Selection:

B) Nathan Hale's current enrollment is 1,090. Assuming Point A) is correct, then 229 students who live closer to Roosevelt than they do to Nathan Hale will end up with Nathan Hale as their reference area school. Nathan Hale will have no excess capacity.
C) Roosevelt's current enrollment is 1,714. All students who live closest to Roosevelt will have it as there reference area school, as well as all those with the exception of those assigned to Hale in Point B. Roosevelt will be able to absorb an additional 397 students from elsewhere.
D) Ballard's current enrollment is 1,674. Excluding the area that is in Roosevelt's walk area and is closer to Roosevelt, Ballard's walk area encompasses 1,665 students. Ballard can absorb 9 students from elsewhere.
Given this analysis, I find it unlikely to see how Ballard could be designated the reference area high school for Queen Anne and Magnolia, particularly if there are a number of set-aside seats at Ballard for the biotech program. The only way for QA/Magnolia to be included in Ballard's reference area would be to tell significant numbers of students that live in the walk zone of Ballard that they will instead have Ingraham as a reference area high school and they will be provided transportation, rather than walking to the closer school.
Also, these numbers lend weight to the notion that a significant number of students who are closer to Roosevelt and think of Roosevelt as their neighborhood high school are going to end up in Nathan Hale's reference area. Given the geography and student population distribution, there is really no way that this can be avoided, and if Nathan Hale's enrollment is increased, the effect will be even more pronounced.
Unless and until high school capacity in the area around the ship canal is increased, QA and Magnolia are really in a no-win situation; if they try to guarantee space for themselves at either Ballard, Roosevelt, or Garfield, they will have to argue for displacing students from these schools that are closer to them and think of them as their neighborhood schools to other, less popular schools - Ballard to Ingraham, Roosevelt to Nathan Hale, or Garfield to Franklin.
I am certainly not, as you said, dictating my point of view on anybody. This is a blog, where we share opinions. I have shared mine. That's all I have done is shared, not dictated.
I think your frustrated because I don't share your opinion and won't bend. I'm not trying to convince you that my opinion is right. I respect what you and others believe. That does not mean I have to accept it. Nor do you have to accept what I believe to be right.
And as for my opinion being unreasonable, do some research around the country and you will find very very few (if any) districts that provide this type of transportation. Districts generally provide transportation to local reference schools and mandated special ed facilities. That's it. I guess the whole country is as unreasonable as I am.

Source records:
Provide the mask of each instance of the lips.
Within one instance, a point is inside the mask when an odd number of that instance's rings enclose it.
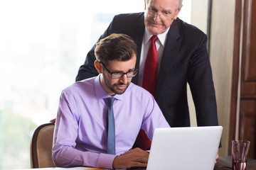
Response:
[[[123,90],[127,87],[127,85],[119,85],[117,86],[117,89],[119,90]]]

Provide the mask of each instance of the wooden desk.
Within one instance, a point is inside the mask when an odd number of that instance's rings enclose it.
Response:
[[[215,170],[232,169],[231,156],[220,157],[214,168]],[[256,159],[248,159],[246,170],[256,170]]]

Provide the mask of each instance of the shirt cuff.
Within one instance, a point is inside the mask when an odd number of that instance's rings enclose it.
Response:
[[[100,154],[97,167],[105,169],[113,169],[113,161],[117,157],[114,154]]]

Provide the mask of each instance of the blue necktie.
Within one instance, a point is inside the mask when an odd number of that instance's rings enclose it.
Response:
[[[114,98],[107,98],[108,109],[108,127],[107,127],[107,154],[115,154],[115,130],[113,114],[113,103]]]

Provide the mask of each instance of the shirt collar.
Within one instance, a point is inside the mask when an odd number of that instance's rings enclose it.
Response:
[[[170,27],[168,28],[168,29],[162,34],[158,34],[157,38],[159,40],[161,44],[164,46],[164,42],[165,42],[165,40],[168,33],[169,30],[170,29]],[[151,38],[151,36],[153,36],[154,34],[152,33],[151,33],[149,29],[145,26],[145,32],[144,32],[144,42],[145,44],[148,42],[148,41],[149,41],[150,38]]]
[[[95,95],[97,99],[101,99],[101,98],[105,98],[108,97],[114,97],[117,100],[123,101],[125,98],[125,96],[127,93],[129,92],[131,90],[131,86],[132,86],[134,84],[131,82],[129,86],[128,86],[127,89],[125,91],[125,92],[122,94],[116,94],[113,96],[110,96],[103,89],[101,83],[100,83],[100,74],[99,74],[97,76],[95,79]]]

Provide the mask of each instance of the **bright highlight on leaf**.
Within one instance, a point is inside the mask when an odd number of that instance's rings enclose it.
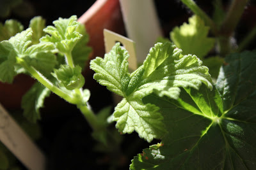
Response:
[[[254,169],[256,164],[256,52],[226,57],[216,87],[184,88],[178,100],[156,95],[168,131],[143,150],[131,169]],[[219,93],[220,92],[220,93]]]
[[[44,99],[50,96],[51,90],[36,83],[22,97],[21,106],[24,116],[31,122],[36,122],[41,118],[39,109],[44,107]]]
[[[136,131],[148,142],[165,133],[159,108],[143,104],[141,99],[152,93],[177,99],[179,87],[199,89],[202,83],[211,88],[208,69],[195,55],[181,56],[181,50],[166,43],[157,43],[143,64],[130,74],[127,52],[116,43],[104,59],[91,61],[94,78],[109,90],[124,97],[113,113],[116,127],[123,133]]]
[[[17,33],[23,31],[24,27],[15,20],[8,20],[3,25],[0,23],[0,41],[8,40]]]
[[[40,39],[45,42],[52,42],[55,44],[60,52],[63,54],[71,53],[76,44],[82,37],[82,34],[76,31],[79,23],[77,17],[73,15],[66,19],[59,18],[53,22],[55,27],[48,26],[44,31],[49,34]]]
[[[84,84],[84,78],[81,74],[82,68],[79,66],[72,68],[68,65],[61,65],[58,69],[54,70],[52,74],[68,90],[82,87]]]
[[[170,38],[182,49],[182,54],[195,54],[203,59],[214,45],[214,39],[207,37],[209,29],[199,17],[194,15],[189,18],[189,24],[175,27],[170,32]]]

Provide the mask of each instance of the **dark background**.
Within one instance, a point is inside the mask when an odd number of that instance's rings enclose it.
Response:
[[[3,23],[6,19],[17,19],[22,22],[26,29],[31,18],[40,15],[46,19],[47,25],[52,25],[52,21],[59,17],[69,18],[72,15],[79,17],[95,1],[24,0],[26,5],[16,7],[9,16],[0,18],[0,20]],[[188,18],[193,15],[179,0],[154,1],[166,38],[169,38],[169,33],[175,26],[187,22]],[[195,1],[210,16],[213,11],[213,1]],[[223,1],[225,8],[229,1]],[[234,35],[238,42],[255,25],[255,1],[250,1],[249,4]],[[252,43],[248,49],[255,48],[254,45],[255,42]],[[93,80],[92,78],[86,80],[86,81]],[[105,87],[95,84],[93,87],[90,87],[89,89],[92,94],[90,102],[95,112],[107,106],[113,106],[111,94]],[[12,107],[7,109],[10,111],[20,110]],[[109,167],[109,155],[95,152],[92,150],[95,141],[90,136],[91,129],[76,106],[69,104],[52,94],[46,99],[45,108],[41,110],[41,113],[42,118],[38,123],[42,127],[42,137],[37,143],[49,158],[47,169],[108,169]],[[127,169],[134,156],[141,153],[143,148],[159,141],[156,140],[148,144],[140,139],[135,132],[124,135],[124,137],[121,148],[125,157],[122,158],[122,160],[120,159],[120,161],[123,161],[119,166],[120,169]]]

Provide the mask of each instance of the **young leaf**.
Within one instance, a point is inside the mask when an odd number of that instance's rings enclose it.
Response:
[[[84,69],[86,61],[89,58],[92,48],[86,46],[89,41],[89,35],[86,33],[84,25],[79,24],[76,31],[83,36],[74,47],[72,51],[72,56],[74,64],[79,66],[83,70]]]
[[[130,168],[254,169],[255,55],[246,52],[227,59],[216,85],[220,94],[204,85],[199,90],[185,88],[178,100],[156,95],[143,98],[161,108],[168,133],[161,144],[135,157]]]
[[[44,99],[49,96],[51,90],[36,83],[22,97],[21,107],[24,110],[24,116],[31,122],[36,122],[41,118],[40,108],[44,107]]]
[[[14,65],[16,53],[7,41],[0,43],[0,81],[11,83],[16,75]]]
[[[8,59],[8,53],[15,53],[14,57],[12,57],[13,59],[12,60],[13,60],[12,62],[12,65],[10,64],[9,60],[10,67],[6,72],[10,71],[12,69],[12,73],[13,73],[15,57],[24,58],[28,63],[44,73],[49,74],[52,71],[57,63],[56,57],[53,53],[56,52],[54,45],[49,42],[31,45],[32,34],[32,29],[29,28],[17,34],[8,41],[3,41],[1,43],[1,46],[5,47],[0,48],[0,53],[3,53],[0,57],[0,63]],[[11,53],[11,52],[13,52]],[[12,78],[10,80],[12,80]]]
[[[123,133],[136,131],[141,138],[151,141],[166,132],[159,108],[143,104],[141,99],[155,93],[159,96],[179,97],[179,87],[198,89],[204,83],[212,87],[206,67],[195,55],[180,56],[181,50],[169,43],[157,43],[145,61],[132,73],[128,72],[127,52],[116,43],[104,59],[91,61],[96,72],[94,78],[108,89],[124,97],[113,113],[116,127]]]
[[[214,45],[214,39],[208,38],[209,27],[197,15],[189,18],[189,24],[184,23],[179,28],[176,27],[170,32],[172,41],[183,54],[193,53],[202,59]]]
[[[82,34],[76,31],[79,23],[76,21],[76,15],[69,18],[59,18],[53,22],[55,27],[48,26],[44,31],[49,35],[46,35],[40,39],[41,41],[52,42],[55,44],[60,52],[63,54],[70,53],[76,44],[82,37]]]
[[[209,72],[212,78],[217,78],[220,69],[224,62],[224,59],[219,56],[211,57],[203,60],[204,65],[209,68]]]
[[[45,27],[45,20],[42,17],[35,17],[30,20],[29,27],[33,30],[32,43],[38,44],[39,39],[45,35],[43,29]]]
[[[0,23],[0,41],[9,39],[17,33],[23,31],[23,25],[15,20],[8,20],[4,25]]]
[[[61,65],[58,69],[54,70],[52,74],[68,90],[79,89],[84,84],[84,78],[81,74],[82,68],[79,66],[72,68],[68,65]]]

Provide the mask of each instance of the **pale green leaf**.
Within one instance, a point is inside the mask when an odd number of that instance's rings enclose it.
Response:
[[[90,63],[94,78],[102,85],[124,97],[115,108],[116,127],[123,133],[133,131],[148,142],[165,132],[163,117],[154,105],[145,106],[141,99],[155,93],[178,99],[179,87],[198,89],[202,83],[212,87],[208,69],[195,55],[180,55],[181,50],[166,43],[157,43],[145,61],[132,73],[128,72],[127,52],[119,43],[104,59],[97,57]]]
[[[36,83],[27,93],[23,96],[21,106],[24,110],[24,116],[28,120],[36,122],[40,119],[40,108],[44,107],[44,99],[49,96],[51,90]]]
[[[11,83],[14,76],[15,52],[12,49],[12,46],[7,41],[0,43],[0,81]]]
[[[68,65],[61,65],[58,69],[54,69],[52,74],[59,83],[63,85],[68,90],[80,89],[84,84],[84,78],[81,74],[82,68],[76,66],[72,68]]]
[[[189,24],[175,27],[170,32],[170,38],[182,49],[184,55],[195,54],[202,59],[214,45],[214,39],[207,37],[209,29],[199,17],[194,15],[189,18]]]
[[[203,85],[182,89],[178,100],[144,97],[159,107],[168,133],[135,157],[130,169],[254,169],[255,57],[255,52],[228,56],[212,91]]]
[[[0,23],[0,41],[8,40],[17,33],[23,31],[23,25],[15,20],[8,20],[4,25]]]
[[[63,54],[70,53],[76,44],[82,37],[82,34],[76,30],[79,25],[76,15],[69,18],[59,18],[53,22],[53,26],[48,26],[44,31],[50,35],[46,35],[40,39],[41,41],[52,42],[55,44],[59,52]]]
[[[39,39],[45,35],[43,29],[45,27],[45,20],[42,17],[35,17],[30,20],[29,26],[33,31],[32,43],[39,43]]]
[[[217,78],[220,67],[224,62],[224,58],[219,56],[203,59],[204,65],[209,68],[209,72],[212,78]]]
[[[24,58],[29,64],[43,73],[49,74],[57,64],[54,54],[56,52],[55,46],[49,42],[31,45],[32,35],[32,29],[29,28],[2,43],[8,42],[8,52],[15,51],[15,56]]]
[[[85,67],[86,62],[92,52],[92,48],[86,45],[89,41],[89,35],[86,32],[84,25],[79,24],[76,31],[83,36],[74,47],[72,56],[74,64],[79,65],[83,70]]]

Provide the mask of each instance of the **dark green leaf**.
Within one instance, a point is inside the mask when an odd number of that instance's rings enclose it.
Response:
[[[244,100],[256,89],[256,52],[232,53],[225,57],[216,87],[228,110]]]
[[[232,54],[211,91],[186,88],[180,99],[148,96],[160,108],[168,133],[143,150],[131,169],[254,169],[256,76],[254,52]],[[246,83],[250,81],[250,83]],[[224,110],[223,109],[224,105]]]

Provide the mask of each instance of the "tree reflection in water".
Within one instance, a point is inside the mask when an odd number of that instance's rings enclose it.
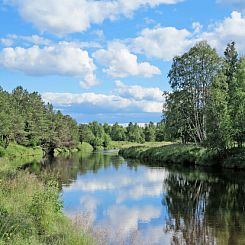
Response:
[[[245,244],[245,173],[169,172],[165,232],[172,244]]]

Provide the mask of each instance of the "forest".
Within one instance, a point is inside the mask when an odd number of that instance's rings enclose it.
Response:
[[[87,142],[94,149],[109,148],[112,141],[152,142],[164,140],[163,123],[150,122],[145,127],[129,123],[109,125],[96,121],[78,124],[45,104],[37,92],[29,93],[22,87],[12,92],[0,89],[0,146],[7,148],[11,142],[26,147],[40,146],[47,154],[57,148],[76,148]]]
[[[205,41],[173,60],[164,107],[172,139],[225,151],[245,141],[245,58],[231,42],[220,57]]]

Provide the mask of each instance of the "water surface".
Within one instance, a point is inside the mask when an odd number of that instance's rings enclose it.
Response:
[[[147,167],[111,152],[52,168],[64,212],[86,214],[108,244],[245,244],[244,172]]]

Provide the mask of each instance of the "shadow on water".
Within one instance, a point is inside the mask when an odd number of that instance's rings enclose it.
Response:
[[[118,193],[124,192],[125,198],[128,198],[125,203],[131,203],[131,206],[136,202],[133,200],[137,198],[130,200],[127,194],[133,190],[134,185],[135,188],[140,185],[137,182],[137,178],[138,180],[140,177],[144,179],[144,176],[148,176],[152,170],[156,173],[157,171],[164,171],[166,175],[164,174],[159,182],[162,185],[161,194],[159,196],[152,195],[152,198],[155,198],[153,200],[147,197],[149,192],[145,193],[145,196],[143,192],[141,199],[137,199],[137,205],[139,205],[138,202],[146,203],[149,201],[152,202],[150,205],[155,205],[156,209],[159,209],[160,206],[163,210],[166,210],[164,215],[159,216],[162,227],[161,231],[159,231],[161,236],[170,237],[168,243],[165,244],[245,244],[245,172],[189,168],[179,165],[156,169],[142,165],[138,161],[125,161],[116,152],[83,153],[70,157],[58,157],[45,162],[43,165],[38,163],[32,165],[31,171],[38,173],[43,171],[43,168],[45,168],[45,171],[55,173],[62,185],[67,187],[74,184],[78,179],[83,181],[83,178],[86,178],[84,183],[88,184],[90,176],[94,178],[94,181],[100,178],[100,184],[115,178],[115,188],[118,189],[115,189],[115,191],[103,189],[102,196],[106,200],[108,193],[112,195],[112,191],[114,191],[115,198],[117,198],[116,195]],[[125,168],[128,172],[125,172]],[[106,175],[107,170],[108,174]],[[103,175],[100,175],[101,172],[103,172]],[[128,175],[131,172],[134,173],[132,181],[129,181],[131,185],[123,186],[120,190],[119,188],[122,185],[120,178],[117,179],[117,175],[122,177],[122,174]],[[151,181],[155,181],[154,179],[152,180],[154,176],[151,176]],[[142,183],[146,186],[151,184],[150,182],[147,183],[147,179],[142,181],[144,181]],[[101,192],[102,190],[98,192],[98,195]],[[91,197],[95,194],[95,190],[86,192],[84,188],[83,192],[81,192],[81,195],[85,197]],[[76,195],[78,195],[78,192],[76,192]],[[69,196],[69,198],[71,197]],[[101,207],[99,208],[103,214],[108,213],[111,208],[105,200],[104,206],[100,204]],[[120,216],[120,213],[118,215]],[[125,217],[121,218],[125,219]],[[156,218],[145,222],[148,222],[148,226],[154,226]],[[126,225],[127,222],[125,222]],[[137,231],[140,230],[140,225],[138,224],[135,229]],[[142,232],[142,230],[140,231]],[[145,244],[151,243],[146,242]],[[162,240],[158,240],[153,244],[163,243]]]
[[[172,244],[245,244],[245,173],[171,169],[164,181]]]

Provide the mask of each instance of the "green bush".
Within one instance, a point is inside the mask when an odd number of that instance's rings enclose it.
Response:
[[[80,245],[93,239],[62,213],[56,181],[19,172],[0,181],[0,245]]]

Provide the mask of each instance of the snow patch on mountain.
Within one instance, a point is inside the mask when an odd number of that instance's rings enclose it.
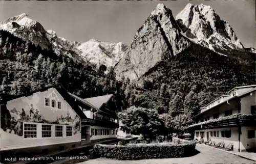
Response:
[[[114,67],[122,58],[127,46],[121,42],[105,43],[95,39],[77,44],[81,56],[97,67],[103,64],[107,68]]]

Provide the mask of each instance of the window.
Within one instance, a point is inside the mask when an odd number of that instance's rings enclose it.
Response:
[[[214,114],[214,119],[218,119],[219,118],[219,114],[217,113]]]
[[[46,106],[50,106],[50,99],[48,98],[45,98]]]
[[[204,138],[204,131],[200,132],[200,136],[202,138]]]
[[[72,136],[72,127],[67,126],[66,127],[66,136]]]
[[[214,136],[216,136],[216,131],[214,131]]]
[[[56,101],[55,100],[52,100],[52,107],[56,107]]]
[[[221,137],[225,137],[225,131],[221,131]]]
[[[232,115],[232,110],[225,111],[225,116]]]
[[[256,105],[251,106],[251,113],[252,115],[256,115]]]
[[[255,130],[250,130],[247,131],[247,138],[252,139],[255,138]]]
[[[93,129],[93,128],[91,129],[91,134],[92,135],[94,135],[94,129]]]
[[[61,102],[58,102],[58,108],[61,109]]]
[[[24,138],[36,138],[36,124],[24,124]]]
[[[52,125],[42,125],[42,138],[52,137]]]
[[[225,131],[225,137],[226,138],[230,138],[231,137],[231,130]]]
[[[63,126],[55,126],[55,136],[63,136]]]

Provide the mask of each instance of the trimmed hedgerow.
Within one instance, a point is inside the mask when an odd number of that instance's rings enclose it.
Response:
[[[180,145],[144,144],[140,145],[106,145],[97,144],[94,151],[99,157],[119,160],[181,157],[190,156],[195,151],[193,142]]]

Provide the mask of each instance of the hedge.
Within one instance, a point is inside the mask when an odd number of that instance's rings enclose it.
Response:
[[[97,144],[94,147],[95,154],[99,157],[119,160],[177,158],[188,156],[195,152],[193,142],[180,145],[144,144],[130,146]]]

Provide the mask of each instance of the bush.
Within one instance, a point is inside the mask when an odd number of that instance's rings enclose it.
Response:
[[[119,160],[142,159],[181,157],[192,155],[196,143],[193,142],[181,145],[140,144],[130,146],[97,144],[94,150],[99,157]]]

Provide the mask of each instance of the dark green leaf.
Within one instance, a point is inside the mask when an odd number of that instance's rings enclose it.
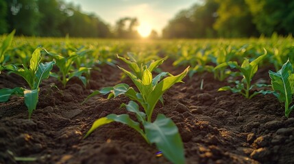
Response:
[[[173,163],[185,163],[184,146],[177,127],[170,118],[158,114],[154,122],[144,124],[147,137]]]

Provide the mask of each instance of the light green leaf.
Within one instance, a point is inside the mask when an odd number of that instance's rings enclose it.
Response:
[[[136,74],[136,77],[138,79],[141,79],[142,78],[142,73],[141,72],[141,69],[140,69],[140,67],[138,66],[138,64],[136,62],[131,62],[124,57],[121,57],[120,56],[119,56],[119,55],[117,55],[117,58],[123,60],[125,63],[126,63],[127,64],[127,66],[129,66],[129,68],[134,71],[134,72]]]
[[[149,85],[152,82],[152,74],[149,70],[145,70],[142,77],[142,83],[145,85]]]
[[[55,64],[55,61],[47,62],[45,64],[40,63],[38,66],[37,72],[36,72],[36,83],[34,88],[37,89],[39,87],[39,85],[43,79],[48,79],[50,71],[53,68],[53,65]]]
[[[153,71],[155,68],[156,68],[159,65],[161,65],[161,64],[163,63],[163,62],[164,62],[164,60],[166,60],[167,59],[167,57],[164,57],[164,58],[162,58],[162,59],[158,59],[158,60],[156,60],[156,61],[153,62],[152,63],[151,63],[151,64],[150,64],[150,66],[148,67],[148,70],[149,70],[150,72],[152,72],[152,71]]]
[[[290,61],[288,60],[282,69],[277,72],[269,70],[269,77],[271,79],[271,85],[275,91],[274,95],[277,96],[280,102],[285,103],[285,115],[289,115],[293,108],[289,108],[292,102],[294,87],[293,69]]]
[[[158,114],[154,122],[144,124],[146,135],[173,163],[185,163],[184,146],[177,127],[170,118]]]
[[[25,95],[25,103],[29,109],[29,119],[32,116],[33,111],[36,109],[38,100],[38,89],[34,90],[25,90],[23,92]]]
[[[29,70],[35,74],[38,70],[38,66],[41,61],[41,50],[42,48],[37,48],[32,55],[31,60],[29,61]]]
[[[3,88],[0,90],[0,102],[6,102],[11,95],[23,96],[24,89],[22,87],[14,87],[13,89]]]
[[[153,79],[152,79],[152,86],[155,86],[156,85],[156,84],[158,83],[158,81],[160,81],[161,80],[161,79],[162,77],[164,77],[166,76],[167,76],[169,74],[169,72],[160,72],[160,74],[158,74],[156,77],[155,77]]]
[[[153,110],[159,98],[165,91],[169,90],[175,83],[181,82],[182,79],[187,74],[189,67],[186,68],[183,72],[173,77],[168,77],[162,80],[150,93],[147,98],[147,103],[149,104],[148,110],[146,112],[148,116],[148,121],[150,120]]]
[[[131,100],[127,105],[123,103],[121,107],[125,107],[128,111],[135,113],[138,120],[141,122],[146,122],[146,114],[139,110],[139,105],[135,102]]]

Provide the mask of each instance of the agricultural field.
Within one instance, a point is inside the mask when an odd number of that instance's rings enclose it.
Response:
[[[294,40],[0,38],[0,163],[294,163]]]

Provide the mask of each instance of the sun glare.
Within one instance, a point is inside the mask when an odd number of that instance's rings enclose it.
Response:
[[[151,31],[151,26],[147,23],[141,23],[138,27],[138,32],[143,38],[147,37],[150,34]]]

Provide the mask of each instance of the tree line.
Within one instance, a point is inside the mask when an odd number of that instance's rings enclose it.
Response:
[[[137,38],[136,18],[125,17],[112,27],[79,5],[62,0],[0,0],[0,34],[16,29],[16,35],[44,37]]]
[[[202,0],[179,12],[162,30],[164,38],[243,38],[294,32],[294,1]],[[46,37],[138,38],[136,18],[114,27],[64,0],[0,0],[0,34]],[[152,31],[151,38],[158,38]]]
[[[294,33],[294,1],[204,0],[183,10],[163,29],[165,38],[244,38]]]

Tasks for this exercise:
A – Answer these questions using the high school enrollment passage:
(i) What is Roosevelt's current enrollment?
(ii) How many students can Ballard absorb from elsewhere?
(iii) To which school does the passage say students displaced from Garfield would go?
B – Quote the high school enrollment passage word for word, from "B) Nathan Hale's" up to and including "397 students from elsewhere.".

Answers provided:
A –
(i) 1,714
(ii) 9
(iii) Franklin

B –
B) Nathan Hale's current enrollment is 1,090. Assuming Point A) is correct, then 229 students who live closer to Roosevelt than they do to Nathan Hale will end up with Nathan Hale as their reference area school. Nathan Hale will have no excess capacity.
C) Roosevelt's current enrollment is 1,714. All students who live closest to Roosevelt will have it as there reference area school, as well as all those with the exception of those assigned to Hale in Point B. Roosevelt will be able to absorb an additional 397 students from elsewhere.